▶ **WHAT TO WORK ON**
Please repeat the line that contains "Where can the forearm" and every line after it, exactly, through the end of the records.

BEGIN DATA FOR ANALYSIS

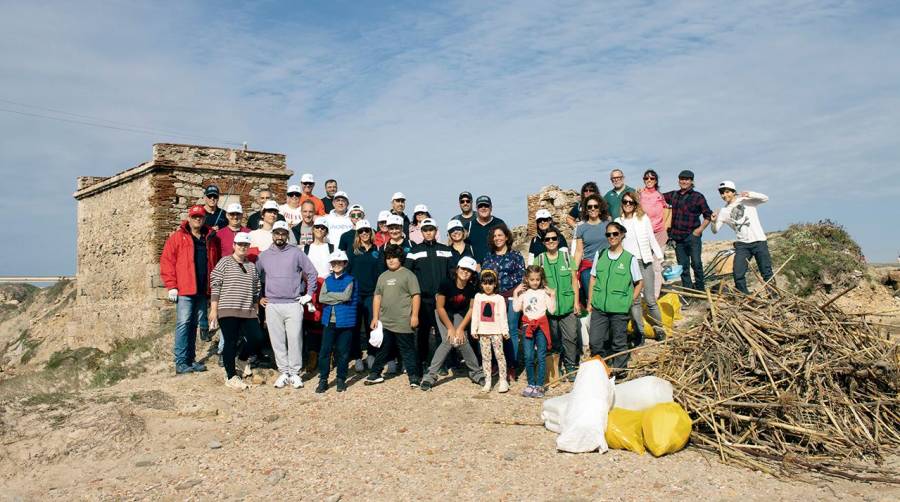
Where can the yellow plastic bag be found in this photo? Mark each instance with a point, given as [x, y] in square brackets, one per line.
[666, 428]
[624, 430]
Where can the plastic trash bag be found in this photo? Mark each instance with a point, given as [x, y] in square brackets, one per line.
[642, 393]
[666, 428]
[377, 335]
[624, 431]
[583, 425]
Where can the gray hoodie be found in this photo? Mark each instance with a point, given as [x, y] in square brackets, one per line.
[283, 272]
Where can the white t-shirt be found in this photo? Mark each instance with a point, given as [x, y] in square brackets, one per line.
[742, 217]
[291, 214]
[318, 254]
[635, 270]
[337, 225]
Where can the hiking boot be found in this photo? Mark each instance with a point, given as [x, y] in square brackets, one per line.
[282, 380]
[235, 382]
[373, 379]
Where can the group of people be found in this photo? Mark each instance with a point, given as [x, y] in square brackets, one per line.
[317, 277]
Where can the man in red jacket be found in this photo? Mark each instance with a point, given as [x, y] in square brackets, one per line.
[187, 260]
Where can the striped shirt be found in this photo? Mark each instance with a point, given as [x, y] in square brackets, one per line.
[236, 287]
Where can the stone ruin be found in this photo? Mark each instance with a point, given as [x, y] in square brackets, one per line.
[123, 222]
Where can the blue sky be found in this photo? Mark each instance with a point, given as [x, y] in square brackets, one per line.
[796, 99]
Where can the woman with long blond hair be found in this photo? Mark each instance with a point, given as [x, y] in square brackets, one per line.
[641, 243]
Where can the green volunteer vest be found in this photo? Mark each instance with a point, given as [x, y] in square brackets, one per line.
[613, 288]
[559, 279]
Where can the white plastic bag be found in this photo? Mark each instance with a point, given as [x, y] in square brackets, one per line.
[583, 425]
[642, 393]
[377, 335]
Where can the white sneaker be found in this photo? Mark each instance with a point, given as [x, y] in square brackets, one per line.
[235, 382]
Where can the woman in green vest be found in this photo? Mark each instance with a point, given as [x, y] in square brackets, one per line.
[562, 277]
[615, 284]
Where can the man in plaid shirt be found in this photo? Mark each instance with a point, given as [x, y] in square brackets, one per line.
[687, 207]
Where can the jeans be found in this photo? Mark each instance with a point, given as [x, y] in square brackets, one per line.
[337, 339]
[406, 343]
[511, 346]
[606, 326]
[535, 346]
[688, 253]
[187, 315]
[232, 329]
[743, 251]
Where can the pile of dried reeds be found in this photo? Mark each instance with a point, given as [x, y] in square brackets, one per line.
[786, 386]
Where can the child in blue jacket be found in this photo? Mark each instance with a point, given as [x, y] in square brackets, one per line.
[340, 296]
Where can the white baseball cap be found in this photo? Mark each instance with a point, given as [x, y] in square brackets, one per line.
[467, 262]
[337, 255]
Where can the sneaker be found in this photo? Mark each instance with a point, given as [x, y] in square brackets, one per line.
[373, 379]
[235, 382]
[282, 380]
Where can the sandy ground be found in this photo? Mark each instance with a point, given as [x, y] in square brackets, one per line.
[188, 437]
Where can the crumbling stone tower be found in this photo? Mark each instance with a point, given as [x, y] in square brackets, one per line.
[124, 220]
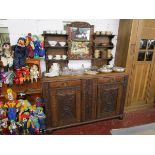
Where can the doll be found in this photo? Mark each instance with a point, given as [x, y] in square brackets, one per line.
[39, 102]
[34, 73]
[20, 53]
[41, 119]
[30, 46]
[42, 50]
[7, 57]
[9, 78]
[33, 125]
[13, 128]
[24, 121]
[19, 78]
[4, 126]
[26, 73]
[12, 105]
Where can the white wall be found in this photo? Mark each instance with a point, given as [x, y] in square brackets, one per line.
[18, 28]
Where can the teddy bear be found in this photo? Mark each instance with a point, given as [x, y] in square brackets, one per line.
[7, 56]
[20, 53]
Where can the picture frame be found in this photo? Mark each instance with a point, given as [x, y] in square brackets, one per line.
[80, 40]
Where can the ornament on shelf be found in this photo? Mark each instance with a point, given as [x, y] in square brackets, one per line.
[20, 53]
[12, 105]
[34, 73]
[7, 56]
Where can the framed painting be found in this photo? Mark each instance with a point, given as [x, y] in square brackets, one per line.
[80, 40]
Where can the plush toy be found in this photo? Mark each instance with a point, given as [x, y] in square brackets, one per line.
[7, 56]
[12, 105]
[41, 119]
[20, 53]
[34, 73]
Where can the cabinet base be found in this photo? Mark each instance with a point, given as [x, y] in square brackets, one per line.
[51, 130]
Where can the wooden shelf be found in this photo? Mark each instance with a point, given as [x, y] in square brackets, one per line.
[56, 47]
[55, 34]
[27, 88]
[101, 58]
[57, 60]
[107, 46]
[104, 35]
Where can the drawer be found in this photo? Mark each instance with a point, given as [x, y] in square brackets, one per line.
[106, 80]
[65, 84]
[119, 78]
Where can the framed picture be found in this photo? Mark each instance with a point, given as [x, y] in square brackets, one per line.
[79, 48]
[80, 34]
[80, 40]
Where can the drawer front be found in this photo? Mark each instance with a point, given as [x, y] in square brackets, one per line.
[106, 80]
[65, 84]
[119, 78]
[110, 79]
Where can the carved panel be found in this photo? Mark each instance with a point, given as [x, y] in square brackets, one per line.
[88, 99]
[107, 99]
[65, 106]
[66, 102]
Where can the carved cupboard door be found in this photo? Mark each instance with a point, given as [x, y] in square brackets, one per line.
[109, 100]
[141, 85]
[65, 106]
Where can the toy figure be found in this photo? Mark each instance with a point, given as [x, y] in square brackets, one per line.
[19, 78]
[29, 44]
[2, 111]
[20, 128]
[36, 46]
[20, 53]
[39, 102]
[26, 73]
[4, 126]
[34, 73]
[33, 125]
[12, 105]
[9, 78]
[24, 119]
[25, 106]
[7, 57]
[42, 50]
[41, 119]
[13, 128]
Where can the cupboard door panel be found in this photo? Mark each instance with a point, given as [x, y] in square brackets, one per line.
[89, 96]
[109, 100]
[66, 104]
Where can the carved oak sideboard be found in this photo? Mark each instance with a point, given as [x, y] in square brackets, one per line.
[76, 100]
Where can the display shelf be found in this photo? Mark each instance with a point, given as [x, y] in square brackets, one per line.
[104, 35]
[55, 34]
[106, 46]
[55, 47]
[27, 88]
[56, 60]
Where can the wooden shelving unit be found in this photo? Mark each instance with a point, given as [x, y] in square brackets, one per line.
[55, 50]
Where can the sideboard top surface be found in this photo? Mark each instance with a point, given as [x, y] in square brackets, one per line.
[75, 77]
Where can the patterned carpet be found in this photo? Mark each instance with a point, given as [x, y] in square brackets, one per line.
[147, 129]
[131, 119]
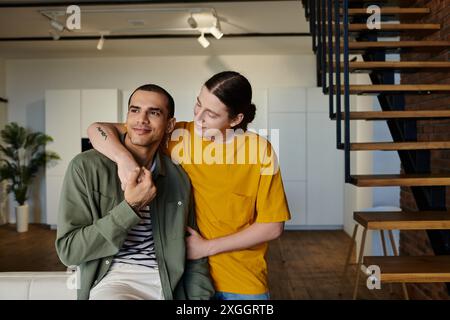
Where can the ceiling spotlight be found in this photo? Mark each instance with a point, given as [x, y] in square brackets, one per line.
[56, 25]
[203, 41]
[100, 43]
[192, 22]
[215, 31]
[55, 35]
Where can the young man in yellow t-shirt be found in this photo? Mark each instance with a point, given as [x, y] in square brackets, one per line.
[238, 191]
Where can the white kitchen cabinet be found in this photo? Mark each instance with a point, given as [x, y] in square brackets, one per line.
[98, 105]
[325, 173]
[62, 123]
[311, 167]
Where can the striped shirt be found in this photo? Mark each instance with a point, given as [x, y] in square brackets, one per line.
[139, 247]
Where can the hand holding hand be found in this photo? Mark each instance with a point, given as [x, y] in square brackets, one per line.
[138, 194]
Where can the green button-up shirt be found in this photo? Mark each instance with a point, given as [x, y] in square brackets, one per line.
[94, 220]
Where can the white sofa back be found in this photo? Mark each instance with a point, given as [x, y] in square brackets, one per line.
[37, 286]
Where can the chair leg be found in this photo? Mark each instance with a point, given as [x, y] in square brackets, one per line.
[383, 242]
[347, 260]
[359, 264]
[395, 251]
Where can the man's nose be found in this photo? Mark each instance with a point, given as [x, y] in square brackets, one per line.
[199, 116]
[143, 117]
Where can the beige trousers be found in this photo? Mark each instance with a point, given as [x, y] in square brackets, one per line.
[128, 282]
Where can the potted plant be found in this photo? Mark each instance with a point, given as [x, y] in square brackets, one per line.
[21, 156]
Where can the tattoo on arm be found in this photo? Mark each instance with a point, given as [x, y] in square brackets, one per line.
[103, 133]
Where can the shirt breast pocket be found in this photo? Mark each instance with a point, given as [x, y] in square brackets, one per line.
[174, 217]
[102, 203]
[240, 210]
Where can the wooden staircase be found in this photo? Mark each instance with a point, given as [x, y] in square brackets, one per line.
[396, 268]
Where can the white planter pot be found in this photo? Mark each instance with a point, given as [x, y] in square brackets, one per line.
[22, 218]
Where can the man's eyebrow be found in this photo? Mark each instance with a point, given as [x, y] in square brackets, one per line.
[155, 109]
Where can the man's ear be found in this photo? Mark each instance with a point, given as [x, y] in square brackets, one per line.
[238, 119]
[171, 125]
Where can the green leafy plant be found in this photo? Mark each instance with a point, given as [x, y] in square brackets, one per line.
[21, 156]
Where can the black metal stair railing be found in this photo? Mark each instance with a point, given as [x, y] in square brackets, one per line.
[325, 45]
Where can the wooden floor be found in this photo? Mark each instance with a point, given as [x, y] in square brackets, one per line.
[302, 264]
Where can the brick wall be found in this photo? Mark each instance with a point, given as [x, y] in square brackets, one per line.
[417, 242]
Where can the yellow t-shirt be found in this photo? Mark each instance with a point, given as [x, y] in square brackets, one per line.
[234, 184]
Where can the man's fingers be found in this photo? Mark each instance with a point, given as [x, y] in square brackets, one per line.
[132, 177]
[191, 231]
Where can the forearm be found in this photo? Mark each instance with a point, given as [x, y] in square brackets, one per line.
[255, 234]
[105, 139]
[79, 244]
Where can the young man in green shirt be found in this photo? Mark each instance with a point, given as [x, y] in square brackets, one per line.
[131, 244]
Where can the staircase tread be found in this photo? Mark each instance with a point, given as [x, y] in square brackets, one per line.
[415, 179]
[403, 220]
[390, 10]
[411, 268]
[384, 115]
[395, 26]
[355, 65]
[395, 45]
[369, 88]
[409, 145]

END DATA FOR ANALYSIS

▶ **ANSWER TO THIS PROBLEM**
Where can the forearm be found in this photo? Mark each instance with a point, given as [x, y] in square brackets, one per line.
[255, 234]
[105, 139]
[79, 244]
Where can the young man in green shirt be found in this photo? Mark each instance with a point, given as [x, y] in square brackets, one per line.
[131, 244]
Where can the staircase tread be found in this photo? Mark each instance with a point, given as [x, y] in square brackets, one per line.
[415, 179]
[403, 220]
[390, 10]
[411, 268]
[384, 115]
[395, 26]
[355, 65]
[395, 45]
[369, 88]
[409, 145]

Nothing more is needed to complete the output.